§ Required actions
a. Using only the article on George Russell and Toto Wolff, decide whether each statement agrees with it: (i) Russell collided with Valtteri Bottas on lap 31 of the race in Imola; (ii) Alan Jones won the 1980 world title driving for Mercedes; (iii) Russell stood in for Lewis Hamilton at last year's Sakhir GP. Answer yes or no for each and quote the deciding words.
b. Retype a section of the article on George Russell and Toto Wolff, starting with "He's already made" and going on through "Windsor's post-race podcast.".

§ Supplied text
Former F1 world champion Alan Jones says that Williams driver George Russell should stand up to Mercedes boss Toto Wolff in future, following outspoken comments from both men about an incident in Sunday's Emilia Romagna Grand Prix.
Russell ran into Valtteri Bottas' Mercedes on lap 31 of Sunday's race in Imola, and immediately made his furious feelings about the Finn's driving known over the Williams team radio.
Russell later retracted his comments after reviewing the footage and duly apologised to Bottas for the collision. But Wolff remained unimpressed both by the young Briton's reaction and the incident itself.
"The whole situation should have never happened," Wolff fumed. "George should have never launched into this manoeuvre ... It meant taking risks, and the other car is a Mercedes in front of him."
Russell is widely seen as the leading contender to take over from Bottas at the team at the end of the year.
He's already made an impression by filling in for Lewis Hamilton at last year's Sakhir GP when Hamilton tested postive for COVID-19. But Wolff's latest ominous remarks made it clear that he could take nothing for granted.
"[If he] does a good job he can be in a Mercedes, if not we’re doing the Renault Clio Cup. And today we’re more close to the Renault Clio Cup.”
That comment did not go down well with Alan Jones, the Australian driver who won the 1980 world title with the Williams team.
“Toto Wolff runs the Mercedes team and he’s within his rights to criticise George Russell and to express his disappointment and so forth," he told journalist Peter Windsor's post-race podcast.
"But to come out and say something like you’ll end up driving in the whatever, I just think all that is a bit silly," he continued.
“The thing that pissed me off a little bit was Toto saying this, that and the other, and that if he isn’t careful he’ll end up racing a Renault sedan or something.

§ Data for analysis
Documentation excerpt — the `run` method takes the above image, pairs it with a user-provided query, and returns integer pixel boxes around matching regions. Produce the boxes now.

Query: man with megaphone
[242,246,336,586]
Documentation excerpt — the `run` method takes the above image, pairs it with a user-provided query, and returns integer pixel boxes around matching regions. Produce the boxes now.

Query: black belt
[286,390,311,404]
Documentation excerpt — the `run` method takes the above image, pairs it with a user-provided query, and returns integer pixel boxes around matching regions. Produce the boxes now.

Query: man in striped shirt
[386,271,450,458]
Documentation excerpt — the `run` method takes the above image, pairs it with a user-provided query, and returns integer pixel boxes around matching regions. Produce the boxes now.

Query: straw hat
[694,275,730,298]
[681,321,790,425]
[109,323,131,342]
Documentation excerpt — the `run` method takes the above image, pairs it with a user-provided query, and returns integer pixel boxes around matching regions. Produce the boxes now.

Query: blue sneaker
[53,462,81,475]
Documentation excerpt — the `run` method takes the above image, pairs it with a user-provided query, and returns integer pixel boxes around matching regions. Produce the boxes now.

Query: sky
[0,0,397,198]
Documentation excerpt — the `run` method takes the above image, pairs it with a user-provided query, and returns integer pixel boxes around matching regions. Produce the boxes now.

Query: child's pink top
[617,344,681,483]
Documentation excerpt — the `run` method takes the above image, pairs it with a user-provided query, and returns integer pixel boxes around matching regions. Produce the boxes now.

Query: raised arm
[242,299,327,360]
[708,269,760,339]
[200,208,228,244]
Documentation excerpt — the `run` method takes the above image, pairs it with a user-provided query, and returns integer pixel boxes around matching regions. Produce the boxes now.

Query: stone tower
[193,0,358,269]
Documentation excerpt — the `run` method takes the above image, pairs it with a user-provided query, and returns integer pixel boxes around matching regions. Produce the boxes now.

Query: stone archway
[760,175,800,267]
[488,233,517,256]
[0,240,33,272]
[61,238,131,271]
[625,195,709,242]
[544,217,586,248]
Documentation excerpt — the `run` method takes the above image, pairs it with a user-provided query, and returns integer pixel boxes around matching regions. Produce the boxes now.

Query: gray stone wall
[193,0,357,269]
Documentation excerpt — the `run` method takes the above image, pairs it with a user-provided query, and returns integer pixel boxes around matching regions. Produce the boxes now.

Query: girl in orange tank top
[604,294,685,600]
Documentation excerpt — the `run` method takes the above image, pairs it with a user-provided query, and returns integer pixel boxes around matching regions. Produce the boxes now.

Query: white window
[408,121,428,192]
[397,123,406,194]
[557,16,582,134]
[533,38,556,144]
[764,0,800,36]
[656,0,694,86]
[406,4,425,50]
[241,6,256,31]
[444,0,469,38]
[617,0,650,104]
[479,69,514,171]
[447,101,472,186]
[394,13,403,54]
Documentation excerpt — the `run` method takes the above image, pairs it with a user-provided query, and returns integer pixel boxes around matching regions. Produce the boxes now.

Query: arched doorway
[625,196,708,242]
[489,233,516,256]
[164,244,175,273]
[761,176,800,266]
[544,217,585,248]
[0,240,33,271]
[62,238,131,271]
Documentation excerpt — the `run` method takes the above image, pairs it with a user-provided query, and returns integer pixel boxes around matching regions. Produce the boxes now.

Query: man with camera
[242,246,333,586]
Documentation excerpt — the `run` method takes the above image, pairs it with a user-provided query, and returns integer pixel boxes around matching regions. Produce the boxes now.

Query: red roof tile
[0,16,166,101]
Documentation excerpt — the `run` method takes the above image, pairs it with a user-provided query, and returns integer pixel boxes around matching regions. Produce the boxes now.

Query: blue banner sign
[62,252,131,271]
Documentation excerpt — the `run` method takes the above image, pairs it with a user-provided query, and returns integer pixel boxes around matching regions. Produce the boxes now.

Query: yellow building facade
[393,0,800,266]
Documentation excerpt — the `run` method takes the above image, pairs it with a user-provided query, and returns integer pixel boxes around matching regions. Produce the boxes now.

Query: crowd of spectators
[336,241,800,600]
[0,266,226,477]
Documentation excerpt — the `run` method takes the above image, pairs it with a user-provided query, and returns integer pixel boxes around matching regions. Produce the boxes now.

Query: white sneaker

§ Responses in order
a.
(i) Yes: "Russell ran into Valtteri Bottas' Mercedes on lap 31 of Sunday's race in Imola"
(ii) No: "the Australian driver who won the 1980 world title with the Williams team"
(iii) Yes: "He's already made an impression by filling in for Lewis Hamilton at last year's Sakhir GP"

b.
He's already made an impression by filling in for Lewis Hamilton at last year's Sakhir GP when Hamilton tested postive for COVID-19. But Wolff's latest ominous remarks made it clear that he could take nothing for granted.
"[If he] does a good job he can be in a Mercedes, if not we’re doing the Renault Clio Cup. And today we’re more close to the Renault Clio Cup.”
That comment did not go down well with Alan Jones, the Australian driver who won the 1980 world title with the Williams team.
“Toto Wolff runs the Mercedes team and he’s within his rights to criticise George Russell and to express his disappointment and so forth," he told journalist Peter Windsor's post-race podcast.